● WHAT IS NEEDED
Show every line of the data that includes the word "bundle".

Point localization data
▽

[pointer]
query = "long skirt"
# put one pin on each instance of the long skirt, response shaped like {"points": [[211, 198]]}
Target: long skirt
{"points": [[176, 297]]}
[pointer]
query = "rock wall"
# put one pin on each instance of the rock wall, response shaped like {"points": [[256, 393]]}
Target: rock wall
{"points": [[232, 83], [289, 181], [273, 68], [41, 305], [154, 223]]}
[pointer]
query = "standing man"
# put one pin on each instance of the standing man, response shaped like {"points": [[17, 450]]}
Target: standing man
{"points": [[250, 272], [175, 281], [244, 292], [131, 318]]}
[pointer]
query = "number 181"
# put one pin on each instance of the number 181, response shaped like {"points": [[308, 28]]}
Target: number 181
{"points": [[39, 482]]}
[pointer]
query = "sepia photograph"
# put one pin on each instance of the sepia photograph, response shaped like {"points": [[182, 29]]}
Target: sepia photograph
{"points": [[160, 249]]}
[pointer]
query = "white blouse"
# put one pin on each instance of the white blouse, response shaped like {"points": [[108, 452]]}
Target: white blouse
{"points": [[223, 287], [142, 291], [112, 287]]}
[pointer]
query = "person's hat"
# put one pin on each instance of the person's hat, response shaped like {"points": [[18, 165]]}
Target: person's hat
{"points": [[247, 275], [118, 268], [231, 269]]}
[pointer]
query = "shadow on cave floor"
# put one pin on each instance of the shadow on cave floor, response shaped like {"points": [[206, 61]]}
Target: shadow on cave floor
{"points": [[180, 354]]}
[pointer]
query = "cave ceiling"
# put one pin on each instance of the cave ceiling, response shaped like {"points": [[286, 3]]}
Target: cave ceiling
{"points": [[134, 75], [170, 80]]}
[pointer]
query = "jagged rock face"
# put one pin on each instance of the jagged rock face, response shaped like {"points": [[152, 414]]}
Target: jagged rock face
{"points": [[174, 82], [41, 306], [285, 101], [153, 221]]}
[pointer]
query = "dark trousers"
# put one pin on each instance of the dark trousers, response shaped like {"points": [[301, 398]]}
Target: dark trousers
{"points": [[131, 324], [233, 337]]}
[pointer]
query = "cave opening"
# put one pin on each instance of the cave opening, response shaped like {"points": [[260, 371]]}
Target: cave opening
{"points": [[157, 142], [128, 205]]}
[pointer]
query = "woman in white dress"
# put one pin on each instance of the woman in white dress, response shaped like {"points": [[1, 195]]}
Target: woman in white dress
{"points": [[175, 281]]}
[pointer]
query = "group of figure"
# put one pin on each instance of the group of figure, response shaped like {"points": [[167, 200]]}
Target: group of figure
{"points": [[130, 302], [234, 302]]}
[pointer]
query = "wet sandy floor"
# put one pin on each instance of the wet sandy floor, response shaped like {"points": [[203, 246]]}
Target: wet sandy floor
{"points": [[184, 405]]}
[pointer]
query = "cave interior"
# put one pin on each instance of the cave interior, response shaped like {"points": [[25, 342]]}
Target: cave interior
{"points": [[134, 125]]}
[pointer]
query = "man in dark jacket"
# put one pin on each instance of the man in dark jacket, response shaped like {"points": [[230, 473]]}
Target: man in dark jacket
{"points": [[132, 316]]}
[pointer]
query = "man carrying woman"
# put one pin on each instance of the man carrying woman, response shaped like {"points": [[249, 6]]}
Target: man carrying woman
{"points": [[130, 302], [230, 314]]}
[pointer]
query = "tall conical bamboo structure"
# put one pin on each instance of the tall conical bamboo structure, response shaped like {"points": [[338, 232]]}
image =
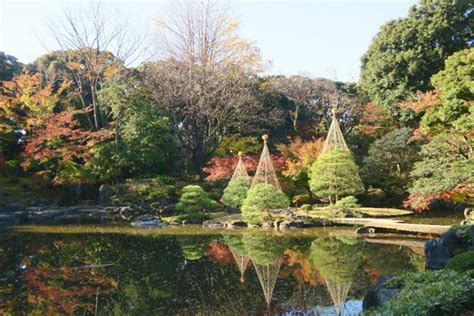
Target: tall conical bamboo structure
{"points": [[242, 262], [268, 275], [338, 292], [240, 170], [265, 171], [335, 138]]}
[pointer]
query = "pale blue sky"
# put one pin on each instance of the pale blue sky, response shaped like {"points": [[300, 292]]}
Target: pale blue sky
{"points": [[316, 38]]}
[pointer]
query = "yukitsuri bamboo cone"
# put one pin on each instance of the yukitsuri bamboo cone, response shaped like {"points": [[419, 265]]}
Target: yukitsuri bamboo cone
{"points": [[334, 139], [268, 275], [240, 170], [265, 171], [338, 292]]}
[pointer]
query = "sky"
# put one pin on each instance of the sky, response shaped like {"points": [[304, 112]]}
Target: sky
{"points": [[314, 38]]}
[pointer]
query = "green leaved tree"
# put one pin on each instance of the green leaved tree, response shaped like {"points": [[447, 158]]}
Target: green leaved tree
{"points": [[236, 191], [335, 175], [407, 52], [260, 200], [194, 200]]}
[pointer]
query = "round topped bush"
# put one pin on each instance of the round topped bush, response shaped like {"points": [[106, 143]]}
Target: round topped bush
{"points": [[260, 200], [194, 199]]}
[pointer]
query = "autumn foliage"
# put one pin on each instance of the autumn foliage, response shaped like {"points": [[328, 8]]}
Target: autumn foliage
{"points": [[60, 141], [374, 120]]}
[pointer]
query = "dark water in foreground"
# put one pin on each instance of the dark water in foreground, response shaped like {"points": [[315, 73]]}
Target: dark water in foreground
{"points": [[181, 270]]}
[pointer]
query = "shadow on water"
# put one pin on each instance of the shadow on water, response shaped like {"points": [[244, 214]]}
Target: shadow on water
{"points": [[179, 271]]}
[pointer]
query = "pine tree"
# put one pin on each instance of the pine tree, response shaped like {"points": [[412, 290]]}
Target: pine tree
{"points": [[335, 175]]}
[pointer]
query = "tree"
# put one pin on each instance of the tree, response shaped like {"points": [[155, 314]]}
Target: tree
{"points": [[455, 107], [223, 167], [260, 200], [92, 45], [60, 149], [9, 67], [236, 191], [407, 52], [205, 81], [312, 100], [445, 168], [299, 157], [335, 175], [194, 199], [390, 160], [145, 143], [24, 104], [445, 171]]}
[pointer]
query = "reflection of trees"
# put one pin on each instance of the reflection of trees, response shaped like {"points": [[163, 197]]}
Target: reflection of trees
{"points": [[266, 252], [237, 248], [193, 247], [338, 259]]}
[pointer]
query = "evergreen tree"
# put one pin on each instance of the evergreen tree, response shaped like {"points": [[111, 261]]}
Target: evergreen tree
{"points": [[262, 198], [335, 175], [194, 199], [236, 191]]}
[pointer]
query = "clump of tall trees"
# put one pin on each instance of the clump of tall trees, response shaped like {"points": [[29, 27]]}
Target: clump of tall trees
{"points": [[82, 114]]}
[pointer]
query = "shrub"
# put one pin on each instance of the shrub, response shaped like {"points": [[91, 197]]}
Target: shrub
{"points": [[193, 218], [236, 191], [261, 199], [194, 199], [337, 259], [346, 203], [462, 263], [335, 175], [421, 292]]}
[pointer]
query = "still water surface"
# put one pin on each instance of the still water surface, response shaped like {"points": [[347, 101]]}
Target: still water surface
{"points": [[91, 270]]}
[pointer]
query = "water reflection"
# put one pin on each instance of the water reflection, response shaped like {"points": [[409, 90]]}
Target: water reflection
{"points": [[240, 272]]}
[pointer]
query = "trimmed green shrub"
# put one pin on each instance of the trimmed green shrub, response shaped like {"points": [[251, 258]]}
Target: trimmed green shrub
{"points": [[194, 199], [347, 203], [335, 175], [421, 292], [193, 218], [462, 263], [236, 191], [260, 200]]}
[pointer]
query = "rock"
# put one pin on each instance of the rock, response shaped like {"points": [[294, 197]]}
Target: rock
{"points": [[148, 221], [308, 224], [14, 207], [212, 224], [62, 219], [472, 237], [235, 224], [436, 253], [284, 225], [232, 210], [7, 218], [92, 211], [105, 194], [377, 295]]}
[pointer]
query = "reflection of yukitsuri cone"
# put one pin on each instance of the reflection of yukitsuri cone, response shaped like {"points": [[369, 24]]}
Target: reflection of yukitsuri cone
{"points": [[334, 139], [265, 172], [242, 262], [240, 170], [268, 275], [338, 292]]}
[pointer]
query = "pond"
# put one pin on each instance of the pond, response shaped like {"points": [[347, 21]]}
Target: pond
{"points": [[190, 270]]}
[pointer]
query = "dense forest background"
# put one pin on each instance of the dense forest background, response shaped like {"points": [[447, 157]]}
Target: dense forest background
{"points": [[81, 116]]}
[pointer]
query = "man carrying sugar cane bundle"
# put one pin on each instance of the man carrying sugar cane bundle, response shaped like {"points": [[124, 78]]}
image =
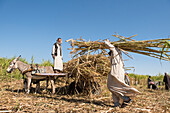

△

● TASK RESPONSE
query = "man carrying sugar cane bundle"
# put one pin on each instance of the man carrying sugar cane bundle, response shaped like {"points": [[124, 78]]}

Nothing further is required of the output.